━━━ TEXTO DO EXERCÍCIO ━━━

Em segundo lugar, a organização da comunidade é inclusiva. Ao criar alianças, as instituições devem estar dispostas a trabalhar com pessoas de culturas e convicções diferentes. Em “Vamos Sonhar Juntos”, Francisco condena a “horrenda” morte de George Floyd e elogia os protestos que gerou. Mas ele também adverte que tais “despertares da consciência” correm o risco de serem “manipulados e comercializados”.
É uma leitura perceptiva dos sinais dos tempos. “Wokeness” (tomada de consciência social) não deve ser um termo de abuso, usado para banalizar o genuíno despertar da raiva contra a injustiça sistêmica. Mas os acontecimentos dos últimos meses mostram que as vozes e perspectivas dos mais pobres correm o risco de serem abafadas por outros que buscam promover suas próprias agendas. A direita política está sendo examinada, mas observe que a esquerda tem seu próprio “populismo fake”, que afirma agir no interesse das pessoas comuns, mas na realidade desdenha de suas instituições e atitudes – particularmente religiosas – como atrasadas e ultrapassadas. Em ambos os lados do Atlântico, os partidos políticos de esquerda foram dominados por eleitores mais ricos e com maior mobilidade geográfica, enquanto o apoio dos cidadãos mais pobres está gradualmente se esvaindo.

━━━ MATERIAL FORNECIDO ━━━

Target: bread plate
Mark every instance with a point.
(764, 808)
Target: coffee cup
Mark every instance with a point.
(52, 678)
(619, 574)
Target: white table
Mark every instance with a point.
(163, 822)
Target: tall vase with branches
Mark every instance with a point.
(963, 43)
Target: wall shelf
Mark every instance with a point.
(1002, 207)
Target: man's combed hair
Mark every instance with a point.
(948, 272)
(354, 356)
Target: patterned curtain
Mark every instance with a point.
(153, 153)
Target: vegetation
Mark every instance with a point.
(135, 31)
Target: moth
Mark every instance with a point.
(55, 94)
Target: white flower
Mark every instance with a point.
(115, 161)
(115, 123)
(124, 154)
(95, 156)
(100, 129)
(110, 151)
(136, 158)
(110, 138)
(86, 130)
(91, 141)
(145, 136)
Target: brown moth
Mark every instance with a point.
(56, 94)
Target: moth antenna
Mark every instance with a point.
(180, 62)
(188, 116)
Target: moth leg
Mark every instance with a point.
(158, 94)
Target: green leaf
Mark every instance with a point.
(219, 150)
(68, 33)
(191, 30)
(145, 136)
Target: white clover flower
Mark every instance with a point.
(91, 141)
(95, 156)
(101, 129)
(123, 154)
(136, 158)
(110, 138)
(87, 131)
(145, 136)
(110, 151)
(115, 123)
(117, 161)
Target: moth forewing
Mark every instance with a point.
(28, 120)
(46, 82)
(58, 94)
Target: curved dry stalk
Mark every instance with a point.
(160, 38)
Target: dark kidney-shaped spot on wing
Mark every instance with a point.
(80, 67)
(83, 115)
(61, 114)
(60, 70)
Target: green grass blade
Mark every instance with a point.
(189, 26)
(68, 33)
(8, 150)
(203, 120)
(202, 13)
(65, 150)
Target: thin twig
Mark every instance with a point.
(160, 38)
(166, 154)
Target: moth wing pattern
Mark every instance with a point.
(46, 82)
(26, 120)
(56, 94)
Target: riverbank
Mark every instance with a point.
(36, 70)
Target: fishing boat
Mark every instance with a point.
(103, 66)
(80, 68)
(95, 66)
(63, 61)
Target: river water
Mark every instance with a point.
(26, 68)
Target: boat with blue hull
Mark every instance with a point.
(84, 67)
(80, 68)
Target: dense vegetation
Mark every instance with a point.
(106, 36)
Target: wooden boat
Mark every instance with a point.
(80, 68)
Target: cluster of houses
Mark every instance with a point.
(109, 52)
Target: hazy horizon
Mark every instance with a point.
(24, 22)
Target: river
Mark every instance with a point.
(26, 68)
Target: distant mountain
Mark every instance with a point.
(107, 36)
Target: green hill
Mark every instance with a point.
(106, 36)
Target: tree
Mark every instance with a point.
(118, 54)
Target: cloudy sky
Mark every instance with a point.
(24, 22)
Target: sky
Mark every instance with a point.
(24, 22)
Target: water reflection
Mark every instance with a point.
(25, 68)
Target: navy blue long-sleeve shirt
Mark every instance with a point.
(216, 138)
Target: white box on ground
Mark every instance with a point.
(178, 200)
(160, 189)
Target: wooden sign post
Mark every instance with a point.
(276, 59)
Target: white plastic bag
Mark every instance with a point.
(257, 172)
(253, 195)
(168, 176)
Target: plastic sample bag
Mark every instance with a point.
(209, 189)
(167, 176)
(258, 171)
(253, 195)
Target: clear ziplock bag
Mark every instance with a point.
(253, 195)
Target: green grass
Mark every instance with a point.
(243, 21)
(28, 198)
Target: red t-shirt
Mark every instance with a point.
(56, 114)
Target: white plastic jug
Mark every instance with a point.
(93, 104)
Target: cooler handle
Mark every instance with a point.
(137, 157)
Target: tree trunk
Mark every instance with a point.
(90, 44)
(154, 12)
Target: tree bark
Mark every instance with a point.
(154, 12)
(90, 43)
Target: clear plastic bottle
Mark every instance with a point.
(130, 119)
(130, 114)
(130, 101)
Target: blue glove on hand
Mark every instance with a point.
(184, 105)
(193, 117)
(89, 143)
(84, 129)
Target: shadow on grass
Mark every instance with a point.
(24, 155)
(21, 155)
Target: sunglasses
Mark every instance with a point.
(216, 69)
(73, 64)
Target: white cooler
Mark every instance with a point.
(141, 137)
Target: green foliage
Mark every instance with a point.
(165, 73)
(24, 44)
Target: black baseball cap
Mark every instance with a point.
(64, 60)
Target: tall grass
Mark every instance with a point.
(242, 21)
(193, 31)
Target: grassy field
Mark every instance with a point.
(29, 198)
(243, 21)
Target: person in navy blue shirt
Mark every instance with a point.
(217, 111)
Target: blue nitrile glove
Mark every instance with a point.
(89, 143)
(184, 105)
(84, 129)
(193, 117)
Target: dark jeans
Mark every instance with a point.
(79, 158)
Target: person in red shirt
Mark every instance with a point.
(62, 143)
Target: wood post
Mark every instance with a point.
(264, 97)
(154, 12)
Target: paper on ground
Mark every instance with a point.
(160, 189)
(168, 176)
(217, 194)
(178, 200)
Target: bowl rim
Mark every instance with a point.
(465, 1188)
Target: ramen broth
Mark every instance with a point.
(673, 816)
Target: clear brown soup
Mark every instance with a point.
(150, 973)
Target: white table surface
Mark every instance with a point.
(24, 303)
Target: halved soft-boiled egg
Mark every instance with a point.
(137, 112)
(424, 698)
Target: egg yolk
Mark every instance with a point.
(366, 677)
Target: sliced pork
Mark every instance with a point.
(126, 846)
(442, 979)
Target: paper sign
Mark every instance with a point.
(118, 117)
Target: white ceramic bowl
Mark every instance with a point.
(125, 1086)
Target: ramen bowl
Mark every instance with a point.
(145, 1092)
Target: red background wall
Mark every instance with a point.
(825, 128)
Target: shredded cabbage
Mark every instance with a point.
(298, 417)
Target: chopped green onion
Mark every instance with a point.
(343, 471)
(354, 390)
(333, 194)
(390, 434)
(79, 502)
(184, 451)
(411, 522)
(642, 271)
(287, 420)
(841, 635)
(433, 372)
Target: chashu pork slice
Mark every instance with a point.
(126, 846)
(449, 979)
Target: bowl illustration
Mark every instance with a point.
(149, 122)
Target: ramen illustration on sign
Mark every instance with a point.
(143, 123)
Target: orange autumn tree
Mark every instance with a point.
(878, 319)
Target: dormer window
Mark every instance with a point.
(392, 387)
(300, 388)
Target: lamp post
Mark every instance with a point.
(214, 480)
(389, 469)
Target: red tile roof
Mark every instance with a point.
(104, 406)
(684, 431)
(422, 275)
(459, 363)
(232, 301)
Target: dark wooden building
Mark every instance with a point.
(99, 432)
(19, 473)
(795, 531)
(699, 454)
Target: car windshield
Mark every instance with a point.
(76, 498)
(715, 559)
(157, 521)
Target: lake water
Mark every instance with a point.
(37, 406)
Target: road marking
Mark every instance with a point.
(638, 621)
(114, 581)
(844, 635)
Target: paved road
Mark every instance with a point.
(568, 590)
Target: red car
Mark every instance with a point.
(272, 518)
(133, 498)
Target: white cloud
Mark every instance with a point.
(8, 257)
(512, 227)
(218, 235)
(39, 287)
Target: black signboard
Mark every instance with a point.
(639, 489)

━━━

### AÇÕES A REALIZAR
1. Transcreva do texto sobre organização comunitária tudo desde "É uma leitura" até "gradualmente se esvaindo.".
2. Responda com base no texto sobre organização comunitária:
(a) Em "Vamos Sonhar Juntos", que morte Francisco condena?
(b) Que risco Francisco aponta para os "despertares da consciência"?
(c) Segundo o texto, por quais eleitores os partidos políticos de esquerda foram dominados?
3. Dê continuidade ao texto sobre organização comunitária a partir da última frase apresentada.
As entradas não têm nenhuma relação com o texto sobre organização comunitária.

### RESPOSTAS POR TAREFA
1.
É uma leitura perceptiva dos sinais dos tempos. “Wokeness” (tomada de consciência social) não deve ser um termo de abuso, usado para banalizar o genuíno despertar da raiva contra a injustiça sistêmica. Mas os acontecimentos dos últimos meses mostram que as vozes e perspectivas dos mais pobres correm o risco de serem abafadas por outros que buscam promover suas próprias agendas. A direita política está sendo examinada, mas observe que a esquerda tem seu próprio “populismo fake”, que afirma agir no interesse das pessoas comuns, mas na realidade desdenha de suas instituições e atitudes – particularmente religiosas – como atrasadas e ultrapassadas. Em ambos os lados do Atlântico, os partidos políticos de esquerda foram dominados por eleitores mais ricos e com maior mobilidade geográfica, enquanto o apoio dos cidadãos mais pobres está gradualmente se esvaindo.

2.
(a) A morte de George Floyd, que ele chama de "horrenda".
(b) O risco de serem "manipulados e comercializados".
(c) Por eleitores mais ricos e com maior mobilidade geográfica.

3.
Em vez de refletir sobre se as reformas que eles propõem são soluções que as pessoas pobres e da classe trabalhadora realmente desejam e precisam, a esquerda muitas vezes ataca esses eleitores por não compreenderem e votarem em seus “próprios interesses”, que muitas vezes são percebidos em termos estritamente econômicos, sem levar em conta as dimensões sociais e espirituais do florescimento humano. O desprezo e a condescendência que esses cidadãos percebem de muitos na esquerda, mesmo que não intencionais, se tornaram uma força poderosa para reunir novos eleitores em torno de figuras populistas carismáticas da direita.
A experiência de organização comunitária corta tanto o populismo falso da direita quanto a condescendência desdenhosa da esquerda. Ensina que a solidariedade é mais contagiosa do que o preconceito. Isso nos lembra que atitudes extremas têm mais probabilidade de se espalhar quando relacionamentos significativos estão ausentes. É por isso que o populismo fake tende a se espalhar pela mídia, ao invés de encontros cara a cara; em contraste, quando as pessoas trabalham juntas em questões de interesse comum, o respeito mútuo e a solidariedade têm mais probabilidade de florescer.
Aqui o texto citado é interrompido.